Entries from a data source
+===+
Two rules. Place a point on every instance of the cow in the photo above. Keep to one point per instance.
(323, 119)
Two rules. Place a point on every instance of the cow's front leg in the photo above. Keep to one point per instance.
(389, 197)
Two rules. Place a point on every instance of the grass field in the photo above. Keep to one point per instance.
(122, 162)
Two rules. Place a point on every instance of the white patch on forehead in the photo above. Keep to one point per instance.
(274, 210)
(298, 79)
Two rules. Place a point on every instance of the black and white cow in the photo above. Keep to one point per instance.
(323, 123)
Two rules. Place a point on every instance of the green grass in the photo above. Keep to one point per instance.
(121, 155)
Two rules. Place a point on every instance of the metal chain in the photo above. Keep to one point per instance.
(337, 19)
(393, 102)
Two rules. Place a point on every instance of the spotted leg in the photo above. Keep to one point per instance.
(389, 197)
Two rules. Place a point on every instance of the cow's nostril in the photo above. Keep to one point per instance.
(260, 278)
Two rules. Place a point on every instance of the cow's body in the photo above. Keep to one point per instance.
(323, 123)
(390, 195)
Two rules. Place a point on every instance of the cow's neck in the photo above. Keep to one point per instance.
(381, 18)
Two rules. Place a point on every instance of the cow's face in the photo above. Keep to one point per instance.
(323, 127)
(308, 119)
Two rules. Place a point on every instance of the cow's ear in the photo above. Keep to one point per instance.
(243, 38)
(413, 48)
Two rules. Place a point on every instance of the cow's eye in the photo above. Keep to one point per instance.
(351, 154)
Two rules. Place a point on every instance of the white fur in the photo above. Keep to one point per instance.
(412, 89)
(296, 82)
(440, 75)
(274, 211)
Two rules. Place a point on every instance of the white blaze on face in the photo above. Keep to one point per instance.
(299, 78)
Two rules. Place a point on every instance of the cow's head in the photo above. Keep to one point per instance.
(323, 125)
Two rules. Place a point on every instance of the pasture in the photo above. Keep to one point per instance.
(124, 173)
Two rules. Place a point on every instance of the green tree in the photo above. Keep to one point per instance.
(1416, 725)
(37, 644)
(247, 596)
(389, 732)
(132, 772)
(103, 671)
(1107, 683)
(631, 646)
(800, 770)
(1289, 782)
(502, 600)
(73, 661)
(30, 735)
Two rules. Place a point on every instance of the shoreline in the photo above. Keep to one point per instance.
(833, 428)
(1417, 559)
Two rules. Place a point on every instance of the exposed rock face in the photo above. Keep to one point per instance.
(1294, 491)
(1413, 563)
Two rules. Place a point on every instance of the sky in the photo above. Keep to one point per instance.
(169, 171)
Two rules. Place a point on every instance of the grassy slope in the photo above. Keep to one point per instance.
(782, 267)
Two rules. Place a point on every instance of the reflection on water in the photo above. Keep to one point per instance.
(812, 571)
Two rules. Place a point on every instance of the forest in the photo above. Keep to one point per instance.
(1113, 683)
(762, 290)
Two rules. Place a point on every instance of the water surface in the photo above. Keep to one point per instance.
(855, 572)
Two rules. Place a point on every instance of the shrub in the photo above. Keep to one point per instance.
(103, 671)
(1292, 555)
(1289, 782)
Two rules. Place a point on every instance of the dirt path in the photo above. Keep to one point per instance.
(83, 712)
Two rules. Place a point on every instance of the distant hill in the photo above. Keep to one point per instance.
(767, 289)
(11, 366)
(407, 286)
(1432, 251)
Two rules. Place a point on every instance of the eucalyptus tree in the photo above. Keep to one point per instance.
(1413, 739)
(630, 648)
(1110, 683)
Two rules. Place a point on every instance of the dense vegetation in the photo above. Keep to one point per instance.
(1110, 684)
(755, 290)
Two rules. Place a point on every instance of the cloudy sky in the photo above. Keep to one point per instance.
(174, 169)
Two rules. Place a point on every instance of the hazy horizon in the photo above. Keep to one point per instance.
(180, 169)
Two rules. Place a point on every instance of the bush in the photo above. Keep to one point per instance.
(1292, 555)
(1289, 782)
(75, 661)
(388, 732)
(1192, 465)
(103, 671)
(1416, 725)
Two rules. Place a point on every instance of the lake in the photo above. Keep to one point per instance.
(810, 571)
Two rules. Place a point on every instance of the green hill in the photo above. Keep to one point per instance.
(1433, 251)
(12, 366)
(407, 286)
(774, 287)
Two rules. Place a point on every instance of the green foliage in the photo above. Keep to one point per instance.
+===+
● REQUIREMENT: Can you give all of the entries above as a numbered list, skipping any blank lines?

● RESPONSE TO THIS EXERCISE:
1. Two rules. Place a point on every instance of the cow in the photo above. Keep to one point per instance.
2. (323, 119)
3. Two rules. Place a point on every instance of the cow's front leg in the photo above. Keep to one point per instance.
4. (389, 197)
5. Two rules. Place a point on every instance of the grass field in the photo above. Keep to one point per instance.
6. (122, 162)
7. Two rules. Place a point on every instance of the white patch on forehead in the photo above. Keep to one point per instance.
8. (274, 210)
9. (298, 79)
10. Two rules. Place a point on every instance of the black and white cow in the photo above. Keep to one point per instance.
11. (323, 123)
12. Two rules. Place a point on every instance of the green grass in the photo above. Keep to one point per instance.
13. (121, 155)
14. Two rules. Place a point on every instance of the metal chain in the photo above. Keep to one point per instance.
15. (337, 19)
16. (393, 102)
17. Two rules. Place a point on every instance of the spotted leg in the photo above. Keep to one point per instance.
18. (389, 197)
19. Two rules. Place a point on every instance of the cow's nostril in the photo above. Keep to one point per instance.
20. (260, 278)
21. Two rules. Place a point on every instance of the cow's body in the photo above. Keep to one point per instance.
22. (323, 123)
23. (390, 195)
24. Two rules. Place a point on every instance of the cow's neck in the photo above. Keep to one point per instance.
25. (381, 18)
26. Two rules. Place a point on every instance of the cow's face in the photo above. Keep to one point per instance.
27. (323, 127)
28. (308, 119)
29. Two rules. Place a point on every instance of the cow's ear in the photo above. Keep to one point per instance.
30. (243, 38)
31. (413, 48)
32. Two rules. Place a point on every instance of the cow's eye in the photo above. Keep to one point per instance.
33. (351, 154)
34. Two rules. Place a point on every instance of the white fur in the photo above. Keep to one point per instance.
35. (412, 89)
36. (296, 82)
37. (440, 75)
38. (274, 211)
39. Two rules. Place a point on every instance of the white blaze on face in the photo above. Keep to one point per instance.
40. (299, 78)
41. Two rules. Place a point on every instance of the cow's head in the photo above. Keep to one point per instance.
42. (323, 125)
43. Two rules. Place a point on every instance of the pasture in the photo above. Keep to one point per instance.
44. (124, 173)
45. Two rules. Place a point on every instance of the green tree in the photo above. Keep to one point per instance.
46. (1416, 725)
47. (37, 644)
48. (247, 596)
49. (389, 732)
50. (132, 772)
51. (103, 671)
52. (1107, 683)
53. (631, 646)
54. (800, 770)
55. (1289, 782)
56. (502, 600)
57. (73, 661)
58. (30, 735)
59. Two rules. Place a point on every instance of the shoreline in the photo above. Keep to one point per instance.
60. (833, 428)
61. (1417, 559)
62. Two rules. Place a point on every instance of the exposed rock face in the photo above. Keep to one point per instance.
63. (1294, 491)
64. (1413, 563)
65. Two rules. Place a point on every instance of the sky in the photo above. Keep to one point per instance.
66. (169, 171)
67. Two rules. Place a point on every instance of the grassy slope in the photo above. Keep to one point per instance.
68. (782, 267)
69. Two rules. Place a point on every instance of the reflection on water in the photo above. Keep to one point per instance.
70. (812, 571)
71. Two rules. Place a point on every instance of the forest in the photo above. Keep to one point per instance.
72. (1113, 683)
73. (762, 290)
74. Two rules. Place a point on every instance of the water surface in the photo above. Keep to one point per instance.
75. (855, 572)
76. Two rules. Place a point on every instance of the shrub in the photo above. Keep to one point per instance.
77. (103, 671)
78. (1292, 555)
79. (1289, 782)
80. Two rules. Place a point on every instance of the dirt path in the photo above. Keep to one point per instance.
81. (83, 712)
82. Two rules. Place a point on every instance of the distant hill in the photo above. Keep to one point per instance.
83. (767, 289)
84. (11, 366)
85. (407, 286)
86. (1432, 251)
87. Two rules. Place a point on every instance of the eucalyptus tree in the photo above. Keep to one point per instance.
88. (1413, 739)
89. (630, 648)
90. (1110, 683)
91. Two rules. Place a point on every instance of the dense vegetation in the photo above. Keep to one point per instance.
92. (1110, 684)
93. (755, 290)
94. Two rules. Place a point on every instance of the cloudy sky in the photo above. Keep to one point per instance.
95. (174, 169)
96. Two rules. Place a point on every instance of the hazy horizon in the photo above. Keep to one point per instance.
97. (180, 169)
98. Two rules. Place a point on every instance of the bush in the photo above. Keep to one point per instance.
99. (1292, 555)
100. (1289, 782)
101. (75, 661)
102. (388, 732)
103. (1192, 465)
104. (103, 671)
105. (1416, 725)
106. Two rules. Place a point on every instance of the lake in the photo above. Keep to one point per instance.
107. (810, 571)
108. Two rules. Place a point on every instance of the green hill in the photo above. Keep to one point per instance.
109. (1433, 251)
110. (12, 366)
111. (407, 286)
112. (774, 287)
113. Two rules. Place a point on every instance of the green foliage in the photo above. Keep to one point per instance.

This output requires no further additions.